** BEGIN EXCERPTED RECORDS **

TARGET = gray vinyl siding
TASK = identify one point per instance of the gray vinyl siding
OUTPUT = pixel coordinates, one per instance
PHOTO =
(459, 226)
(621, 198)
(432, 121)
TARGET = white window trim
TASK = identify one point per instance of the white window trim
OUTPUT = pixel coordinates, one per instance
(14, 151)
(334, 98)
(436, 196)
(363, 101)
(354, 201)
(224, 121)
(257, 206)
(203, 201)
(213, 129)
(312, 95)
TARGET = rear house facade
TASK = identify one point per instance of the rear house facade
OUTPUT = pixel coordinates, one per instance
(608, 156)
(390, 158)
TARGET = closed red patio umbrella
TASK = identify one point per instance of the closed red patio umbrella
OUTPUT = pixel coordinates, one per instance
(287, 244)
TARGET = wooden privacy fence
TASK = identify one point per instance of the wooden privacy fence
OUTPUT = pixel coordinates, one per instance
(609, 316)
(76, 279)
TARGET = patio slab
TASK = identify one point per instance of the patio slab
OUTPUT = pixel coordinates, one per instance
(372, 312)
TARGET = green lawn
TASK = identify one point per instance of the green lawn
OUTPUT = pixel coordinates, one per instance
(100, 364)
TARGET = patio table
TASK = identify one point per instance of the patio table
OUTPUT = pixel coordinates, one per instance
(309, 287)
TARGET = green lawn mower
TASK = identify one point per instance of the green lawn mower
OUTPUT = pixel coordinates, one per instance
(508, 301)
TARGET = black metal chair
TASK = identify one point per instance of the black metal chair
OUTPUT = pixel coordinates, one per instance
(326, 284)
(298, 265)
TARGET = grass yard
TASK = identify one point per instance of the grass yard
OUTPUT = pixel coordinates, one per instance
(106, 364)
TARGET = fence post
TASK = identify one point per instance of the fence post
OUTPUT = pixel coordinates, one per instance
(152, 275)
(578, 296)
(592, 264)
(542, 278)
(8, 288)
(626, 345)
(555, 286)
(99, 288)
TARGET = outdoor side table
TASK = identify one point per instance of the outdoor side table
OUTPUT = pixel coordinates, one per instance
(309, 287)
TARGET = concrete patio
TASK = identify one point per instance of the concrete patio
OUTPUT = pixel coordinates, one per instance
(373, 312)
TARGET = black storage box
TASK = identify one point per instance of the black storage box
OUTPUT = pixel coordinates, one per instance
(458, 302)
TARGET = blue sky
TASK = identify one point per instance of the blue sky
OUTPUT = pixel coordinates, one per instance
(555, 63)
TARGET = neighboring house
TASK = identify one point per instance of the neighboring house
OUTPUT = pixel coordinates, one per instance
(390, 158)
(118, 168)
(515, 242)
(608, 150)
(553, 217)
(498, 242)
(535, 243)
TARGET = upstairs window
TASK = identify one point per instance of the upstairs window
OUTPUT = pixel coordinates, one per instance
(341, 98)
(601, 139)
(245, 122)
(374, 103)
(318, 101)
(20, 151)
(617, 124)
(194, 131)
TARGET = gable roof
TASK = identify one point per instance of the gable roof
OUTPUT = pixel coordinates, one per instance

** END EXCERPTED RECORDS **

-- THE EXERCISE --
Please rewrite everything from the line containing "TARGET = neighboring house" down to the end of the data, keeping every line, and offset each number in the coordinates by -58.

-- EXPECTED ANSWER --
TARGET = neighboring house
TASK = identify one point per instance of the neighboring house
OUTPUT = pixel coordinates, one per instance
(332, 100)
(60, 110)
(457, 184)
(550, 92)
(495, 159)
(440, 184)
(477, 185)
TARGET = upstairs window
TASK = identify one point per instance of the upstairs window
OUTPUT = pixel coordinates, one per instance
(283, 40)
(543, 81)
(187, 64)
(316, 45)
(260, 43)
(-38, 93)
(559, 66)
(136, 73)
TARGET = gable roof
TASK = identify one point per instance of the gable roof
OUTPUT = pixel coordinates, one per instance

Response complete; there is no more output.